**Exercise description:** Copy the stretch of the records below from the line containing "of the setting" through the end of the records, both ends included and requests included. Scale every point coordinate in the answers by 0.2 and round each to a whole number, rounding halves up, while leaving the numbers in the requests unchanged.

**Recorded information:**
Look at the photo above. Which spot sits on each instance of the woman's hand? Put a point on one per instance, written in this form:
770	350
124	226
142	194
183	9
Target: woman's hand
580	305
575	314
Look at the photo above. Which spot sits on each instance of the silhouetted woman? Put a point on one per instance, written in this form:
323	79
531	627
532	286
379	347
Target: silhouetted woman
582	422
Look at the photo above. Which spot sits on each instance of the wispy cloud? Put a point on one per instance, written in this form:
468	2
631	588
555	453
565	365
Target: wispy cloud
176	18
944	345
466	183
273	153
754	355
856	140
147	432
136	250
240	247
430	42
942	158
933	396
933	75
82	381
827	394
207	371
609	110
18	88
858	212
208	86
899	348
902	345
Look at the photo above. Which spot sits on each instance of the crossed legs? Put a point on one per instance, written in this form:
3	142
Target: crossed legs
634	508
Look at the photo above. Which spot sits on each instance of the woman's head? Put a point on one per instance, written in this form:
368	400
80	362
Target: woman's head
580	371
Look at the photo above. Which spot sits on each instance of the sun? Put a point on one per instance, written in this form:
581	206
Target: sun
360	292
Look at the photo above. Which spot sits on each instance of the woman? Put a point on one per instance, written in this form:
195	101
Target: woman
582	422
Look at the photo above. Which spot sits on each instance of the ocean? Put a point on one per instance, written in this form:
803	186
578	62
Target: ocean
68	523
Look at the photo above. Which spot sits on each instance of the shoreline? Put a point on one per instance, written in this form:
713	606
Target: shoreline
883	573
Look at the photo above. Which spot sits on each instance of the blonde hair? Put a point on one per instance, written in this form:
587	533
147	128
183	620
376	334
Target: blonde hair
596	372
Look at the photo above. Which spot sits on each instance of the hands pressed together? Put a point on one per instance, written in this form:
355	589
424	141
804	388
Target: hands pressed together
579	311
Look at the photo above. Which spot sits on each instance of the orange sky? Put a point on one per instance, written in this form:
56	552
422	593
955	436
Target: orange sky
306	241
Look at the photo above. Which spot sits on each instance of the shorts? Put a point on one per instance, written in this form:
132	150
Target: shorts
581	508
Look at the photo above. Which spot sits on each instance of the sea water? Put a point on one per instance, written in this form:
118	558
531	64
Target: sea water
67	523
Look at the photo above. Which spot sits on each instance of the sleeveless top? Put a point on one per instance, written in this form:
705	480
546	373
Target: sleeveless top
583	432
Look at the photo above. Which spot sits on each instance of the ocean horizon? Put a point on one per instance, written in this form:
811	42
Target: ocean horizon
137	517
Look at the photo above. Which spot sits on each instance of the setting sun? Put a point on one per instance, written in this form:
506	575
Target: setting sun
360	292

**Task output:**
Look at the photo above. Which spot sits on each instance of the setting sun? Put a point on one per instance, written in this form:
506	575
Target: setting sun
72	58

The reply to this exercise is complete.